■ Excerpt to read ■
_ _ _ _ _ _ _
IN THE NEBRASKA COURT OF APPEALS
MEMORANDUM OPINION AND JUDGMENT ON APPEAL
STATE V. HUFF
NOTICE: THIS OPINION IS NOT DESIGNATED FOR PERMANENT PUBLICATION
AND MAY NOT BE CITED EXCEPT AS PROVIDED BY NEB. CT. R. APP. P. § 2-102(E).
STATE OF NEBRASKA, APPELLEE,
V.
HERCHEL HAROLD HUFF, APPELLANT.
Filed December 17, 2013. No. A-12-1072.
Appeal from the District Court for Furnas County: JAMES E. DOYLE IV, Judge. Affirmed.
Brian J. Davis, of Berreckman & Davis, P.C., and, on brief, Jeffrey M. Wightman, of
Wightman & Wightman, for appellant.
Jon Bruning, Attorney General, Erin E. Tangeman, and J. Kirk Brown for appellee.
INBODY, Chief Judge, and MOORE and RIEDMANN, Judges.
MOORE, Judge.
Herchel Harold Huff was convicted of motor vehicle homicide, among other charges, in
connection with the death of Kasey Jo Warner. Following his direct appeals, Huff filed a motion
for postconviction relief. The claims for relief in this appeal relate to Huff’s allegations that his
trial counsel were ineffective for failing to investigate and call certain witnesses who may have
provided testimony concerning the amount of alcohol he consumed and concerning his actions
and demeanor on the day of the accident. The district court for Furnas County overruled these
claims of ineffective assistance of counsel without an evidentiary hearing. Finding no error in the
district court’s conclusions, we affirm.
_ _ _ _ _ _ _
■ Raw data ■
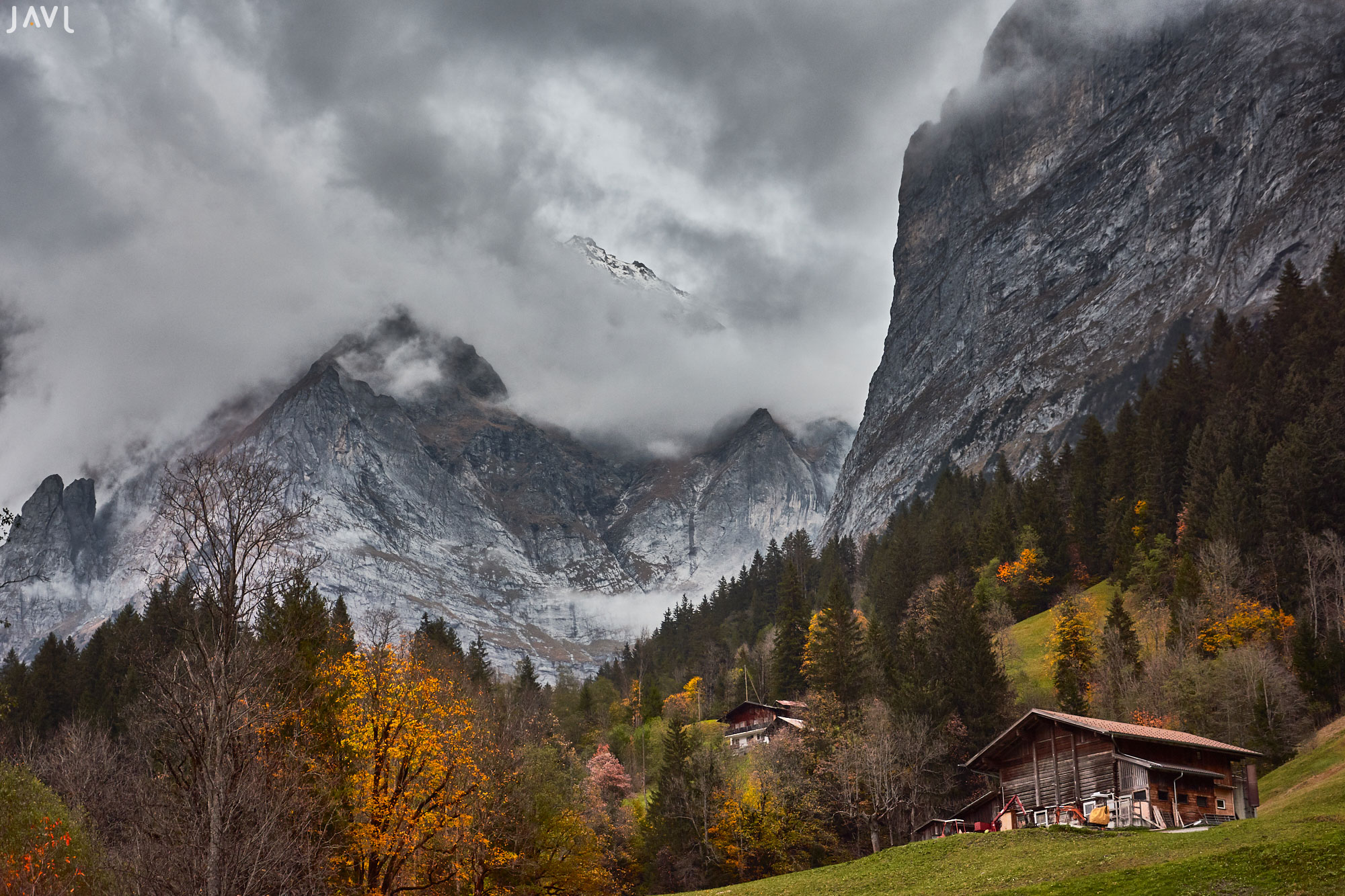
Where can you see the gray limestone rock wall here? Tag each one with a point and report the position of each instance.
(1100, 197)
_ _ _ _ _ _ _
■ Required tasks ■
1) Retype the court opinion word for word, starting at "Filed December 17, 2013." and ending at "Brown for appellee.".
2) According to the court opinion, on what date was it filed?

■ Answers ■
1)
Filed December 17, 2013. No. A-12-1072.
Appeal from the District Court for Furnas County: JAMES E. DOYLE IV, Judge. Affirmed.
Brian J. Davis, of Berreckman & Davis, P.C., and, on brief, Jeffrey M. Wightman, of
Wightman & Wightman, for appellant.
Jon Bruning, Attorney General, Erin E. Tangeman, and J. Kirk Brown for appellee.

2) December 17, 2013